■ **Data to use**
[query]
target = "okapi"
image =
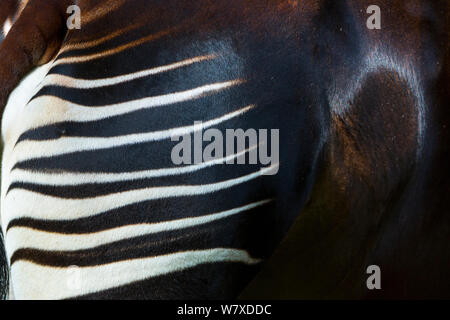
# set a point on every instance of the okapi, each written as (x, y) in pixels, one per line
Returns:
(363, 173)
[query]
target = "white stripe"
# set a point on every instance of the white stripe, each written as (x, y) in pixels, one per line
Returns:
(23, 203)
(75, 178)
(49, 109)
(31, 149)
(23, 237)
(32, 281)
(69, 82)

■ **The task**
Can you output every line of the records above as a JSON list of strings, one string per line, skipping blank lines and leaving the pictures out?

■ **Written answer**
[
  "[query]",
  "target = \"okapi\"",
  "image =",
  "# set a point on every instance of the okapi, each written as (x, y) in pixels, one per line",
  "Returns:",
  "(363, 173)",
  "[query]",
  "target = \"white stripe\"",
  "# set a point on every instance of the white stripe, each written as (x, y) in pixels, one per line",
  "Returns:",
  "(23, 203)",
  "(75, 178)",
  "(49, 109)",
  "(31, 149)",
  "(23, 237)",
  "(32, 281)",
  "(69, 82)"
]